┌─ Kutipan Pilihan

BOLAGILA– Indonesia kembali menerima vaksin dari Sinovac dalam bentuk jadi dengan merek Coronavac sebanyak 5 juta dosis dan Astrazeneca sebanyak 1.086.000 dosis. Keduanya melalui mekanisme skema pembelian langsung.
“Dengan hadirnya kedua vaksin tersebut, berarti Indonesia sudah kedatangan vaksin COVID-19 sebanyak 208,7 juta dosis,” ujar Sekretaris Perusahaan sekaligus Juru Bicara COVID-19 Bio Farma, Bambang Heriyanto dalam keterangan tertulis, Jumat (27/8/2021).
Menurutnya, pemerintah terus berupaya mendatangkan vaksin guna mengamankan stok vaksin COVID-19 bagi masyarakat. Bambang menjelaskan berdasarkan data Kementerian Kesehatan per 26 Agustus 2021 dari 34 Provinsi hanya satu provinsi yang stok vaksinnya di bawah 14 hari.
“Bio Farma senantiasa akan terus mendistribusikan vaksin COVID-19 ke lokasi yang membutuhkan sesuai dengan arahan dari Kementerian Kesehatan,” terangnya.
Sementara itu, Guru Besar Fakultas Kedokteran Universitas Indonesia, Prof. DR. dr. Soedjatmiko, SpA(K), MSi. menyambut baik posisi Indonesia yang menduduki peringkat 6 dunia dalam hal jumlah orang yang telah divaksin dan posisi ke 7 dunia dalam hal jumlah dosis vaksinasi. Diketahui sampai saat ini sudah lebih dari 92.8 juta penduduk indonesia yang divaksin dua kali maupun satu kali. “Bagus dan harus dilanjutkan,” ujarnya.

└─
┌─ Data yang Ditampilkan

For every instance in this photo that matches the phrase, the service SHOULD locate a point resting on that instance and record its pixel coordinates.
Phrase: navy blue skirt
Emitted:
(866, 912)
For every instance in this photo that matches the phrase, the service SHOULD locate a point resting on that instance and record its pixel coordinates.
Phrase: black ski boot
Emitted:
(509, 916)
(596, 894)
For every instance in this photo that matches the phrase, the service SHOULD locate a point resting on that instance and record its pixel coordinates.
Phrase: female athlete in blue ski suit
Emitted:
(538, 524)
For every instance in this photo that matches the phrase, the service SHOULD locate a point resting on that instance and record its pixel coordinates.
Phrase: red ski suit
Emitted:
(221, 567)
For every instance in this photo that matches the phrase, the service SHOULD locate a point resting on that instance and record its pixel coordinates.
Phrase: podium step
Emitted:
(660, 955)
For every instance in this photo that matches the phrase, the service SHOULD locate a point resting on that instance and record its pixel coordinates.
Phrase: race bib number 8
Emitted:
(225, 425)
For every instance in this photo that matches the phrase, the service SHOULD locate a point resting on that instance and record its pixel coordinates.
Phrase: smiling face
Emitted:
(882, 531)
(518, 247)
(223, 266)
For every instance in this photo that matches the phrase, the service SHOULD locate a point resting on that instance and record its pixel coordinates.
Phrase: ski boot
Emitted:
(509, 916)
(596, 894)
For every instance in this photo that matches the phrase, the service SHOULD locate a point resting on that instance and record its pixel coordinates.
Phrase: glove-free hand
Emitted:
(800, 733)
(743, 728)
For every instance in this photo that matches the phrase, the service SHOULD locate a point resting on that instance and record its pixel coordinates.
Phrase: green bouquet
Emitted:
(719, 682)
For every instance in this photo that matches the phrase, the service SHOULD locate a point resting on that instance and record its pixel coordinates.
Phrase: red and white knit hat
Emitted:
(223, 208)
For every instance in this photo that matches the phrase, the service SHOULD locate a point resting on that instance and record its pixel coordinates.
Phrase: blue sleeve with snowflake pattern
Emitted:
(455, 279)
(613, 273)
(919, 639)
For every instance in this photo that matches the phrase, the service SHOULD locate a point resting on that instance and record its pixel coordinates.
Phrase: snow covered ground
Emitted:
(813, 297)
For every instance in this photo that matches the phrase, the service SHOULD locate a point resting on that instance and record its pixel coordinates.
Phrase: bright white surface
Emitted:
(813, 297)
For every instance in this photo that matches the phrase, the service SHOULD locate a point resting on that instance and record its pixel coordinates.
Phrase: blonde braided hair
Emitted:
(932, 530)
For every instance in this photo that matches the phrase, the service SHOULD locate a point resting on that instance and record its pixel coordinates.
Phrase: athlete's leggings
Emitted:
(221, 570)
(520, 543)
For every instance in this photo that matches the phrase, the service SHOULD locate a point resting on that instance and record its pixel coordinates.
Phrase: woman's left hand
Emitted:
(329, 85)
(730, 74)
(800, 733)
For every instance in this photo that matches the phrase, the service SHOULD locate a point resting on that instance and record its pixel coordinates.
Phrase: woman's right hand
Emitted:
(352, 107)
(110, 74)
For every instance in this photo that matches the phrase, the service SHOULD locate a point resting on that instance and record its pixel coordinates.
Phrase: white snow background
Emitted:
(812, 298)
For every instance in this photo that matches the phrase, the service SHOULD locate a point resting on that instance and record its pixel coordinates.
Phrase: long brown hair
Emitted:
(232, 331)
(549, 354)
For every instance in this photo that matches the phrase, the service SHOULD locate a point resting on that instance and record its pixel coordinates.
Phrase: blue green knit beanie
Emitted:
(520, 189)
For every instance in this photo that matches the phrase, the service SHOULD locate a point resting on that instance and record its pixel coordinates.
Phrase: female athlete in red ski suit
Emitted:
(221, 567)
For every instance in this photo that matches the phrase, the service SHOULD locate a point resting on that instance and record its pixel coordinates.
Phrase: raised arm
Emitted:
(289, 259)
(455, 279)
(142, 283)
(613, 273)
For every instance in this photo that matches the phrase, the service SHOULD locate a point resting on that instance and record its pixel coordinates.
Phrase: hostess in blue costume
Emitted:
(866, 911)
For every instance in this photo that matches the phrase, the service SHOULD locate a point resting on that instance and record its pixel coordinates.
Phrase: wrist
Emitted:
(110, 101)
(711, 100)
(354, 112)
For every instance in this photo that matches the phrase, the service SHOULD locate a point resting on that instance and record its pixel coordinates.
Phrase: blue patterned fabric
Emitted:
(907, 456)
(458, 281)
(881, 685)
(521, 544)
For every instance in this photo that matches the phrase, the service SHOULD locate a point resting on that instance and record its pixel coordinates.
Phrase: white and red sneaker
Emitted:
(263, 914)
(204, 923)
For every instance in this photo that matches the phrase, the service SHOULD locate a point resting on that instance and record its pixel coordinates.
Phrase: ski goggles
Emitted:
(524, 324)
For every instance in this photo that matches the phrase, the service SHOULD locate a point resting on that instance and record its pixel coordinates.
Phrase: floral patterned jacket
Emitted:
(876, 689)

└─

Soal dan Tugas
1 - Berapa dosis vaksin Astrazeneca yang diterima Indonesia menurut berita tentang kedatangan vaksin COVID-19?
2 - Tuliskan lanjutan berita tentang kedatangan vaksin COVID-19 setelah kalimat terakhirnya.

Jawaban Bernomor
1 - 1.086.000 dosis.

2 -
Meski demikian, ia menilai lokasi vaksinasi perlu diperluas. Selain itu dibutuhkan perbaikan dalam koordinasi penghitungan kebutuhan, pengiriman, dan distribusi vaksin. Soal masyarakat yang enggan divaksin, Prof Miko mengingatkan agar jangan menunggu terpapar baru menyadari pentingnya vaksinasi COVID-19.
“Jangan sampai menyesal kalau kena COVID-19, masuk ICU atau meninggal. Ekonomi dan masa depan keluarga yang ditinggalkan akan parah, kita masih pandemi,” terangnya.
Pakar Imunisasi, dr. Elizabeth Jane Soepardi, MPH. DSc menambahkan untuk mengendalikan pandemi, target imunisasi adalah mencapai minimal 70% dari total penduduk agar tercipta herd immunity. Sedangkan menurutnya cakupan vaksinasi Indonesia baru mencapai 21%. Meski negara dengan penduduk lebih kecil daripada Indonesia bisa lebih mudah mendekati angka 70%.
Mengingat jumlah vaksin terbatas, dr. Jane mengatakan mendorong pemerintah daerah untuk mendahulukan wilayah dengan kasus COVID-19 paling banyak. Umumnya kasus banyak pada daerah yang lebih padat penduduk dan mobilitas tinggi.
“Dengan cara ini otomatis cakupan imunisasi akan lebih cepat meningkat dibanding vaksin yang ada di distribusi secara merata,” ujar Doktor Bidang Penelitian Pelayanan Kesehatan dari Erasmus University, Netherland ini.
dr. Jane juga mengingatkan masyarakat yang enggan divaksin varian delta jauh lebih cepat menular dan perjalanan penyakit dua kali lebih cepat dan mematikan. “Sebanyak 99% kasus COVID-19 di Amerika Serikat adalah mereka yang belum diimunisasi, kelompok anti vaksin dan anti masker,” tandasnya.